TASK REQUIREMENTS ▸
Each record below should be written out again exactly as given.

GIVEN RECORDS ▸
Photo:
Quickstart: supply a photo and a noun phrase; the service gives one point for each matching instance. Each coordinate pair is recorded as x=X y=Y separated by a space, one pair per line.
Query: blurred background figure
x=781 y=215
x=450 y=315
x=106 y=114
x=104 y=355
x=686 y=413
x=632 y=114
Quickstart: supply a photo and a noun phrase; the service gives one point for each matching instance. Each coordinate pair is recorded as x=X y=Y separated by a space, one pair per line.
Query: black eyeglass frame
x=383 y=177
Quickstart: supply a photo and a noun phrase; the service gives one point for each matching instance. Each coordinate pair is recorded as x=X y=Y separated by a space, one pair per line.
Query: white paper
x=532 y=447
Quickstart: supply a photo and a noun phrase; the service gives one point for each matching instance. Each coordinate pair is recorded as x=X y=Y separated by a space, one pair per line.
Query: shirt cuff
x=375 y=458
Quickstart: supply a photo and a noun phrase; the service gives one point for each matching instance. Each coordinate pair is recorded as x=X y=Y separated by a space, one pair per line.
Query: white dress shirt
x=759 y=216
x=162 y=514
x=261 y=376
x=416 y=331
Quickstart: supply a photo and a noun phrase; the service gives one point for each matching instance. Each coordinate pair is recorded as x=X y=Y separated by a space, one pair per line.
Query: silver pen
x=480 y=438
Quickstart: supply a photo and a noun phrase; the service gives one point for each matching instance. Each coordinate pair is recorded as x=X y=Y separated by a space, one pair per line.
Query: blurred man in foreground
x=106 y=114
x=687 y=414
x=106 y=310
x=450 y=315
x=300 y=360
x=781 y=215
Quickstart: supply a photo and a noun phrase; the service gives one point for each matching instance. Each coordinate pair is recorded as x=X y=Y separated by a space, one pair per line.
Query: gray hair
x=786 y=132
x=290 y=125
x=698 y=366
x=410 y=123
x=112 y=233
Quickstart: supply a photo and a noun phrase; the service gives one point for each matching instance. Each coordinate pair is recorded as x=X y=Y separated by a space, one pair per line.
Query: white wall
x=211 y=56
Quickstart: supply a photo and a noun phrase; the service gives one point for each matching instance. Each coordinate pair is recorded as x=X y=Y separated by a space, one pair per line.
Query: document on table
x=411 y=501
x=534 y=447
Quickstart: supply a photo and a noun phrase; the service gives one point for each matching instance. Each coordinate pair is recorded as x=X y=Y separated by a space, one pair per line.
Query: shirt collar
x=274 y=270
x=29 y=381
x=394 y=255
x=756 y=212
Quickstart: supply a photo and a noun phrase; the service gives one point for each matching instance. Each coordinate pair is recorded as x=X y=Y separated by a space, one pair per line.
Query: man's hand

YOUR SOLUTION ▸
Photo:
Quickstart: supply a photo and a noun phrase; the service gives one point for each matching instance. Each coordinate pair is recorded as x=X y=Y separated by a space, one pair per line.
Query: blurred background figure
x=781 y=215
x=450 y=315
x=106 y=114
x=104 y=355
x=686 y=413
x=632 y=114
Quickstart: supply a photo and a noun phrase; the service gives one point for each matching instance. Each coordinate pair is recorded as x=X y=Y separated by a space, one pair per line.
Query: black eyeglass frame
x=383 y=177
Quickstart: supply a photo and a noun phrase; the service gives one point for each matching instance. Each coordinate pair is recorded as x=X y=Y separated by a space, one pair per line.
Query: white paper
x=532 y=447
Quickstart: supply a photo and a noun phrase; the service gives one point for each matching instance. Each coordinate pair is recorded as x=X y=Y separated by a space, one pair per line.
Query: shirt cuff
x=375 y=458
Quickstart: supply a photo and a noun phrase; the service gives one point for each matching instance. Each coordinate pair is recorded as x=X y=Y separated by a space, one pair per line.
Query: white dress shirt
x=759 y=216
x=162 y=514
x=261 y=376
x=416 y=331
Quickstart: supply a photo and a noun phrase; the service gives one point for each matching instance. Each coordinate pair is recorded as x=X y=Y separated by a space, one pair per line.
Query: silver pen
x=480 y=438
Quickstart: supply a photo and a noun phrase; the service gives one point for each matching instance. Each coordinate pair is recorded as x=X y=Y separated by a space, one pair per line.
Query: blurred man in foreground
x=106 y=114
x=687 y=414
x=106 y=310
x=450 y=315
x=300 y=360
x=781 y=215
Quickstart: supply a photo and a noun phrase; the service gives one point for each matching instance. Each coordinate pair is recorded as x=X y=Y separated by a space, one pair per line.
Query: gray hair
x=786 y=132
x=290 y=125
x=698 y=366
x=410 y=123
x=112 y=233
Quickstart: supply a photo and a noun phrase; the service gives one point for each matching instance. Each coordinate pair is recorded as x=X y=Y separated by a space, one pair per line.
Query: white wall
x=211 y=56
Quickstart: supply a photo and a noun phrase; the service gives one point for each matching instance. Each coordinate pair is recorded as x=X y=Y separated by a space, one pair per line.
Query: document on table
x=411 y=501
x=534 y=447
Quickstart: supply a photo and a noun phrase; the service gives one point for each matching instance. Each coordinate pair is recorded as x=X y=Y separated by a space, one pair per line.
Query: shirt collar
x=274 y=270
x=29 y=381
x=394 y=255
x=756 y=212
Quickstart: supply a photo and a noun phrase; the service gives one point for each matching instance. Each coordinate pair is recorded as x=X y=Y separated by a space, one pair per line.
Query: man's hand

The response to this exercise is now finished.